Gerhard und Ariane Sentner haben seit 60 Jahren ihre Goldschmiedewerkstatt. Am Bohnenvierteltag am 20. September geben sie zusammen mit zahlreichen anderen ansässigen Kunsthandwerkern Einblicke hinter die Kulissen ihres Handwerksbetriebs.

Lokales: Sybille Neth (sne)

S-Mitte - Der Aquarellkasten ist fast genauso häufig im Einsatz wie die zahlreichen feinen Feilen. In 60 Jahren als Goldschmied hat Gerhard Sentner weit über 1000 Entwürfe für Colliers, Anhänger, Ringe, Armbänder und Objekte aus Gold und Edelsteinen angefertigt. Mit Akribie koloriert der 75-Jährige seine Bilder, damit sich der Kunde eine möglichst genaue Vorstellung von dem künftigen Schmuckstück machen kann. Sentner führt keine Konfektion, er fertigt Schmuck nach den Wünschen seiner Kunden an und ist zusammen mit Ehefrau und Kollegin Ariane immer auf der Suche nach altem Schmuck, nach bizarren Perlen oder nach Edelsteinen in besonderen Farben.

———

Pflichtaufgaben.
a) Welche Zeilen der Auflistung enthalten die Zeichenfolge „lace“? Schreibe jede davon vollständig ab und beachte dabei Groß- und Kleinschreibung.
b) Wie geht der Bericht über die Goldschmiedewerkstatt der Sentners weiter? Schreibe ihn im Anschluss an seinen letzten Satz fort.

———

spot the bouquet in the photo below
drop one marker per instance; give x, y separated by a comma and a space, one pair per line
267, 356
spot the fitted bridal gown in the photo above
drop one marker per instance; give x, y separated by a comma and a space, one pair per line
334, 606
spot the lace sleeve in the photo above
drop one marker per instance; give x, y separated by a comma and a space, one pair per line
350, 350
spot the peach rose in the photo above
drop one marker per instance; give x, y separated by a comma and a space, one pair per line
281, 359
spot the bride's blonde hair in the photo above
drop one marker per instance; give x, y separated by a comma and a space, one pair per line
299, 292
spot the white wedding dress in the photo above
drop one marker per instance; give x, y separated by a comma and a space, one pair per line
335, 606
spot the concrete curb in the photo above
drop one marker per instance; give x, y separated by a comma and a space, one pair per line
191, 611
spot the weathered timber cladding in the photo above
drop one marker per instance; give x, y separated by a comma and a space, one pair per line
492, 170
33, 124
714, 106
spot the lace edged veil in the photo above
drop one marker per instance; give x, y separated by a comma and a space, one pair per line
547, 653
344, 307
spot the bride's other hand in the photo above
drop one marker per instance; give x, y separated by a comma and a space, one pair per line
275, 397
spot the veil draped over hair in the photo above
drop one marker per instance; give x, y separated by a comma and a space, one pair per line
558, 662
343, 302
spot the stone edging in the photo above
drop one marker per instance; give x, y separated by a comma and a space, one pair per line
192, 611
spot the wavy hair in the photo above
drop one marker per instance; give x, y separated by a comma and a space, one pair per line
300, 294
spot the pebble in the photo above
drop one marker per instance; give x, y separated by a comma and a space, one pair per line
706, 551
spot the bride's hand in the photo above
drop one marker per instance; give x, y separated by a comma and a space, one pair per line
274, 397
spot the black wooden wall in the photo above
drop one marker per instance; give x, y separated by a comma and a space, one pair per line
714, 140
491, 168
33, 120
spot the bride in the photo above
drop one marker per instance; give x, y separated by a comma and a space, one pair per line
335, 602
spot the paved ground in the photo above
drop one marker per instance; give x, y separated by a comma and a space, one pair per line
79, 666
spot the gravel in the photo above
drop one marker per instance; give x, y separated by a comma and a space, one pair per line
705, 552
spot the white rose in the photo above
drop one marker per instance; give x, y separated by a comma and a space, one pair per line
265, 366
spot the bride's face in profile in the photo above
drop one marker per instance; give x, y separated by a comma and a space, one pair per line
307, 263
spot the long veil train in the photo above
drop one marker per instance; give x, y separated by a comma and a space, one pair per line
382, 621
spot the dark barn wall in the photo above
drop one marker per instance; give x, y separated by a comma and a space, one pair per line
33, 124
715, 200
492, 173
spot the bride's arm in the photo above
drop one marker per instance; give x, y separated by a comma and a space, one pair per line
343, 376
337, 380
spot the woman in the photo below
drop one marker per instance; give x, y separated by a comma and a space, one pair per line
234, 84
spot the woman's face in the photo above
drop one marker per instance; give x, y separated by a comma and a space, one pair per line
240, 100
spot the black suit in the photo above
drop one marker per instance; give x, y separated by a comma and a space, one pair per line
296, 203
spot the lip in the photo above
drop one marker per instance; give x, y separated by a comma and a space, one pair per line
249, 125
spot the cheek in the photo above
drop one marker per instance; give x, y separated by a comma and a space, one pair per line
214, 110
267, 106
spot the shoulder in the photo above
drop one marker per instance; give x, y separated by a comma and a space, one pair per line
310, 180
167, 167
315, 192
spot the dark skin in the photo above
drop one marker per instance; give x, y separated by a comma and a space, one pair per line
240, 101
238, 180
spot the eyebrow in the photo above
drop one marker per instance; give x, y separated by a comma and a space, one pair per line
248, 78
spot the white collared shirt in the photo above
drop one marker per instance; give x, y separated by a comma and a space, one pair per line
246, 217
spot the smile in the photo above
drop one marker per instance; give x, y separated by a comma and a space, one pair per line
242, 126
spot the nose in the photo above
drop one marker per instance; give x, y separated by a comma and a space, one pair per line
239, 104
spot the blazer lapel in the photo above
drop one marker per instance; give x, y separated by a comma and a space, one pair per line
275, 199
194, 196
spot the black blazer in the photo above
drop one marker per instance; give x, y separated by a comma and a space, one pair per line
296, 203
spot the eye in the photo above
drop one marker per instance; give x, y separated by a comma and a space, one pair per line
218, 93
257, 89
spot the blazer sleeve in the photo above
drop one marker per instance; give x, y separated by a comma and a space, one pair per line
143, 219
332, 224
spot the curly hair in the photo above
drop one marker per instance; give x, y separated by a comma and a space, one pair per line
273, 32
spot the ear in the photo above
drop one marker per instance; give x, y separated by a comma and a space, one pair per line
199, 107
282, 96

———

Antworten je Aufgabe.
a)
spot the lace sleeve in the photo above
spot the lace edged veil in the photo above

b)
 

Von den Fundstücken lässt er sich inspirieren. So wurden aus einer länglichen, gekrümmten Naturperle Kopf und Hals eines Pfaus zum Anstecken. Die schmucken Objekte sind Sentners Spezialität und mancher Stammkunde kommt genau deshalb zu ihm ins Bohnenviertel. „Wir sind erstaunt, wie viele Kunden uns hierher gefolgt sind“, freut sich Ariane Sentner. Vor knapp zehn Jahren zog das Goldschmiedepaar hierher um und lobt die gute Atmosphäre. „Einmal wurde bei uns eingebrochen. Die Nachbarn haben die Polizei alarmiert“, berichtet Gerhard Sentner. Alle Auslagen wandern abends in den stattlichen Tresor. „Sieben Tonnen wiegt er“, schmunzelt Sentner und berichtet, wie er ihn mit einem Spezialtransport aus seinem früheren Geschäft an der Königstraße ins Bohnenviertel hatte bringen lassen, wo ihm heute die Passanten bei der Arbeit an der Werkbank durchs Schaufenster zusehen können.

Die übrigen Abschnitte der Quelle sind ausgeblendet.